* **Problem to work on**
Rescale the material from the line containing "Where can the thin" through the last line, copying the request lines unchanged, sample coordinates included. Multiply every answer point coordinate by 2.2 and round it to a whole number, with halves rounded up.

[Extracted data entries]
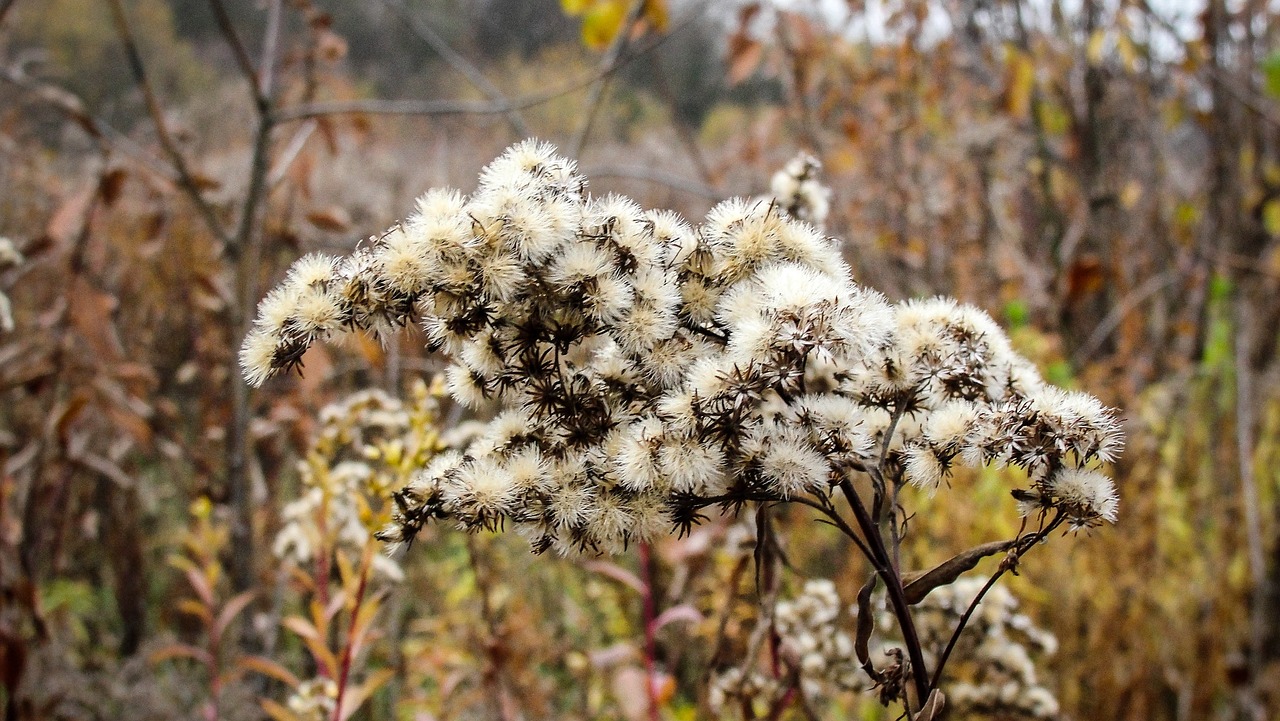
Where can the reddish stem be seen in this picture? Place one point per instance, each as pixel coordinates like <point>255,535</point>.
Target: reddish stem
<point>650,642</point>
<point>344,667</point>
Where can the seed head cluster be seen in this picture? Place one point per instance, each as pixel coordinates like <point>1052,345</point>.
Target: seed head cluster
<point>997,676</point>
<point>638,369</point>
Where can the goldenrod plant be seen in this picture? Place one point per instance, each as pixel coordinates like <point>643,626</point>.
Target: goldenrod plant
<point>638,370</point>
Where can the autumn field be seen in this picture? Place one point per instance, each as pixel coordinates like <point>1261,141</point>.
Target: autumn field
<point>947,388</point>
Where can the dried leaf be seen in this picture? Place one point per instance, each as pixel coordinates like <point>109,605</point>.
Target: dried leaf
<point>919,584</point>
<point>269,667</point>
<point>356,697</point>
<point>334,219</point>
<point>275,711</point>
<point>865,625</point>
<point>616,573</point>
<point>682,612</point>
<point>231,610</point>
<point>932,707</point>
<point>179,651</point>
<point>69,217</point>
<point>110,185</point>
<point>744,58</point>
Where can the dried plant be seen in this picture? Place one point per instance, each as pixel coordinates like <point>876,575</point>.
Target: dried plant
<point>368,445</point>
<point>643,370</point>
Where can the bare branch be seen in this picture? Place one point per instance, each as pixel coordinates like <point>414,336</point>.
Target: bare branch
<point>186,179</point>
<point>435,108</point>
<point>608,65</point>
<point>270,46</point>
<point>99,129</point>
<point>233,41</point>
<point>659,177</point>
<point>455,59</point>
<point>5,5</point>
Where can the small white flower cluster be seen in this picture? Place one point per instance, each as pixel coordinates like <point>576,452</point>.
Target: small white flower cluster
<point>643,369</point>
<point>339,475</point>
<point>809,631</point>
<point>314,699</point>
<point>965,397</point>
<point>996,652</point>
<point>800,191</point>
<point>9,258</point>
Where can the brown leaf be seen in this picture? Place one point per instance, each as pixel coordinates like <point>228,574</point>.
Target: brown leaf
<point>919,584</point>
<point>269,667</point>
<point>231,610</point>
<point>179,651</point>
<point>275,711</point>
<point>1084,277</point>
<point>932,707</point>
<point>91,314</point>
<point>357,696</point>
<point>67,220</point>
<point>205,182</point>
<point>744,58</point>
<point>110,185</point>
<point>865,625</point>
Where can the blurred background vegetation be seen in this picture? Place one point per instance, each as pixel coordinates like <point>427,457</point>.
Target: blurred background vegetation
<point>1101,176</point>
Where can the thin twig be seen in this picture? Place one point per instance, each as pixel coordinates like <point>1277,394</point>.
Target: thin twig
<point>291,153</point>
<point>650,642</point>
<point>237,46</point>
<point>493,675</point>
<point>608,64</point>
<point>96,128</point>
<point>366,561</point>
<point>456,60</point>
<point>654,176</point>
<point>1009,564</point>
<point>435,108</point>
<point>270,49</point>
<point>894,585</point>
<point>5,5</point>
<point>186,179</point>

* **Full answer**
Where can the thin twig be seen in this picture? Place one point per instance, each as pixel coordinates like <point>1277,394</point>.
Target: thin twig
<point>640,337</point>
<point>1430,1412</point>
<point>521,101</point>
<point>1085,1485</point>
<point>1338,141</point>
<point>211,282</point>
<point>805,1234</point>
<point>1003,132</point>
<point>1439,387</point>
<point>2220,1241</point>
<point>957,238</point>
<point>594,108</point>
<point>1967,1287</point>
<point>11,11</point>
<point>409,394</point>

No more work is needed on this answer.